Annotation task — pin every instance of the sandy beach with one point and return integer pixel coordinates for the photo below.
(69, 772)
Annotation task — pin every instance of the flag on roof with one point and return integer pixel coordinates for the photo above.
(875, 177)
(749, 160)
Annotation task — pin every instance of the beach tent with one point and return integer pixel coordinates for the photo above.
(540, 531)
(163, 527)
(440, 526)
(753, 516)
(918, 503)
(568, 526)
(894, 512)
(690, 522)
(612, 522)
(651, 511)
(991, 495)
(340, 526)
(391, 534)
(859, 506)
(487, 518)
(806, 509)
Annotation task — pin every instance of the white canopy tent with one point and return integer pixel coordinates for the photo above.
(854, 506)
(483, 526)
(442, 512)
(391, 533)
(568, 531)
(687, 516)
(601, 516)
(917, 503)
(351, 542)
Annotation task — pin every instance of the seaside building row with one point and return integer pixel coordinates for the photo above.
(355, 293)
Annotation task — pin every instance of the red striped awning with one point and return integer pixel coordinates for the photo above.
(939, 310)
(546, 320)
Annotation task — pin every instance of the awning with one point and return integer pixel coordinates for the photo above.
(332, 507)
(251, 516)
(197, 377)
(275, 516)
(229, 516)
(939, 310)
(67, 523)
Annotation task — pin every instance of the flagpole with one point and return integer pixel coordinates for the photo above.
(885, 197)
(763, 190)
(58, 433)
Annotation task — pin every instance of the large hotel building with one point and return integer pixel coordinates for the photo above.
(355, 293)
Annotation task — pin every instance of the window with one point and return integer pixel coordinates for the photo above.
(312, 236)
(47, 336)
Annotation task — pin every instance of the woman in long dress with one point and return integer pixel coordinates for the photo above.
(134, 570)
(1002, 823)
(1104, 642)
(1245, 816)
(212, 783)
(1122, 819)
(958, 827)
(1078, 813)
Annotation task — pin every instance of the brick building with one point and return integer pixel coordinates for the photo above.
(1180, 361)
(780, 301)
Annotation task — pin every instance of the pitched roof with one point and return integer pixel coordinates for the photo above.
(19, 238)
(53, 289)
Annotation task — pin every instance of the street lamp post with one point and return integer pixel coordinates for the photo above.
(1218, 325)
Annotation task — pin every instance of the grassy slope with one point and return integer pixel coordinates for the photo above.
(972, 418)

◇ ◇ ◇ ◇ ◇

Every entry should be printed again exactly as it stands.

Annotation task — pin every instance of the sandy beach with one point and return integer pixel coordinates for the photo below.
(69, 772)
Annotation task — pin every instance of the flag on roof with one point and return integer pixel coordinates for the photo above.
(875, 177)
(749, 160)
Annotation task — pin every instance of the beach tent with one point and return integer pixel coordinates for the photo above.
(540, 531)
(163, 527)
(440, 526)
(753, 516)
(918, 503)
(568, 526)
(894, 512)
(690, 522)
(612, 522)
(651, 511)
(991, 495)
(340, 526)
(391, 534)
(859, 506)
(487, 518)
(806, 509)
Annotation task — pin every instance of the white canopy tent with one point and return integer pixel coordinates for the photo above.
(854, 506)
(483, 526)
(442, 512)
(391, 533)
(568, 531)
(687, 516)
(601, 516)
(917, 503)
(351, 542)
Annotation task — pin every instance of the seaside building row with one point and return integer pixel coordinates for the photo above.
(355, 293)
Annotation task — pin every instance of the red striped awning with one point and return integer pixel coordinates for the photo above.
(939, 310)
(546, 320)
Annotation task — pin every instance of the awning with one point and return integer pixel coordinates for the photo above.
(332, 507)
(251, 516)
(197, 377)
(275, 516)
(229, 516)
(939, 310)
(67, 523)
Annotation task — pin every instance of the flagpole with one point and return integer pixel coordinates for the photo above.
(885, 197)
(763, 190)
(58, 433)
Annotation task — pin every instance of the large hotel building with one point and return integer pixel coordinates for the photo above.
(355, 293)
Annotation task — pin every instance of the window with one point and return integer pixel coordinates for the photo above.
(312, 236)
(47, 336)
Annotation task — pin every instance of the woman in long dress with one point and return integer pixel coordinates for the photo above.
(134, 570)
(1002, 823)
(1104, 642)
(1245, 816)
(212, 783)
(1122, 819)
(958, 827)
(1078, 813)
Annotation task — pin every instance of the brick building with one point and return integer pixel coordinates for the photo above.
(1180, 361)
(780, 301)
Annotation task — pin every instance of the pitched roof with one point and return integer pixel coordinates for the photo above.
(19, 238)
(53, 289)
Annotation task — pin every instance of the street lamp post with one point and return integer pixel coordinates for the photo above.
(1218, 325)
Annotation task — pin every instance of the grassy slope with one point and return integer pixel coordinates for the photo above.
(972, 418)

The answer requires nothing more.